PAGE EXCERPT:
----------------

Opinion
No. S-531.
April 18, 1986.
Appeal from the Superior Court, First Judicial District, Juneau, Walter L. Carpeneti, J.
Loren Domke, Juneau, for appellant.
Anthony M. Sholty, John E. Casperson, Faulkner, Banfield, Doogan Holmes, Juneau, for appellees.
Before RABINOWITZ, C.J., and BURKE, MATTHEWS, COMPTON and MOORE, JJ.
OPINION
I. INTRODUCTION
A judgment creditor, Barbara Beery, appeals the summary judgment dismissing her attempted garnishment of debtor Kermit Browning's accounts held by garnishee First National Bank of Anchorage. At issue on appeal is whether Beery complied with the notice requirements of Alaska Civil Rule 89(f)(3). That rule requires a garnishor to serve upon the garnishee a notice specifying the property garnished. Since the garnishee here lacked such notice, we affirm the dismissal of the attempted garnishment.
Alaska Rule of Civil Procedure 89 provides for attachment procedures.
II. FACTUAL AND PROCEDURAL BACKGROUND
On November 3, 1983, judgment creditor Barbara Beery obtained a Writ of Execution ("Writ") from the Clerk of Court, Juneau, in the amount of $6,385.06. On Beery's instructions, the Clerk turned over the signed and sealed Writ directly to Ted Price, an authorized process server.
Mr. Price personally served both the Writ and a Creditor's Affidavit ("Affidavit") specifying the property to be seized on Emma Houston, an authorized agent of the Juneau branch of the First National Bank of Anchorage ("Bank"). Mr. Price asked Mrs. Houston to notify the Haines branch, where debtor Browning had his accounts, to withhold and forward funds to the Clerk of Court. Later, Mrs. Houston called the process server and told him to take back the Writ. She said that the Juneau branch refused to accept service for the Haines branch. The Bank asserted that Mr. Price had to personally serve the branch actually holding the assets.
Together, the Writ and Affidavit notified the Bank of the amount of the judgment, the identity of the judgment debtor, and the types, location, and numbers of accounts held in the judgment debtor's name.
Mr. Price retrieved the Writ from the Juneau branch and express mailed both the Writ and the Affidavit, return receipt requested, to the Bank's Haines branch. The Haines branch received the Writ on November 7. On November 8, Gretchen Hundertmark, Secretary to Beery's attorney, called the Haines branch and talked to an employee who acknowledged receipt of the Writ. The Bank employee also stated that approximately $900 was withheld from the debtor's accounts and that another employee was "processing" the papers.
Several days later, Beery's attorney learned that the Bank had transmitted no funds to the Clerk of Court. On November 10, the Haines branch returned the Writ and Affidavit to the Juneau Clerk's office with a note refusing any service not personally served by a process server or a state trooper. The note also asserted that the "papers are not addressed to this bank." The Bank sent a copy of this note to Beery's attorney.
Like all Writs of Execution, this Writ was addressed "To Any Officer Serving Process." The Affidavit bore no address.

----------------

COLLECTED MATERIAL:
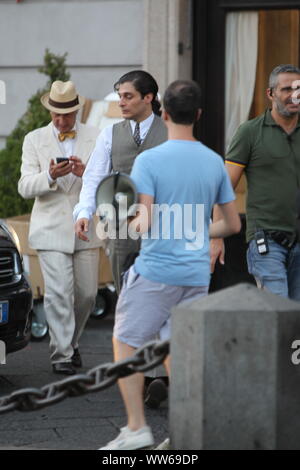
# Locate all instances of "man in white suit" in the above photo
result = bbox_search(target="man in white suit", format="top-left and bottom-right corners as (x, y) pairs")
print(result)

----------------

GIVEN TASK 1:
Duplicate the garnishment opinion word for word. Begin at the words "Before RABINOWITZ, C.J., and" and stop after "for attachment procedures.".
GIVEN TASK 2:
Identify every calendar date that appears in the garnishment opinion.
GIVEN TASK 3:
Take the garnishment opinion further, picking up after its final sentence.

EXERCISE RESPONSE 1:
Before RABINOWITZ, C.J., and BURKE, MATTHEWS, COMPTON and MOORE, JJ.
OPINION
I. INTRODUCTION
A judgment creditor, Barbara Beery, appeals the summary judgment dismissing her attempted garnishment of debtor Kermit Browning's accounts held by garnishee First National Bank of Anchorage. At issue on appeal is whether Beery complied with the notice requirements of Alaska Civil Rule 89(f)(3). That rule requires a garnishor to serve upon the garnishee a notice specifying the property garnished. Since the garnishee here lacked such notice, we affirm the dismissal of the attempted garnishment.
Alaska Rule of Civil Procedure 89 provides for attachment procedures.

EXERCISE RESPONSE 2:
April 18, 1986; November 3, 1983; November 7; November 8; November 10

EXERCISE RESPONSE 3:
The record does not indicate what then became of the nine hundred dollars. Beery presumes that Browning withdrew the funds since he was then on notice of the levy.
Beery filed a Motion for Order to Show Cause under Civil Rule 89(1). The Motion asked that an agent of the Bank's Haines branch explain why the Bank should not be held in contempt for its failure to deliver to the court funds in its possession belonging to the judgment debtor. The Bank opposed Beery's motion and moved for summary judgment. It argued that both attempts at service were ineffective and thus the Haines branch was not in contempt for its failure to pay over cash in the accounts. The Bank attacked both the manner of the service and the content of the notice provisions. The superior court heard arguments on the summary judgment motion and entered a brief order dismissing the garnishee proceeding. The court stated no reasons in its order. This appeal followed and we affirm.
Beery prematurely requested a contempt order. Civil Rule 89( l)(6) only allows a contempt order after the court has restrained the garnishee as a result of one examination. Beery should have merely moved to examine the garnishee under Civil Rule 89( l)(1).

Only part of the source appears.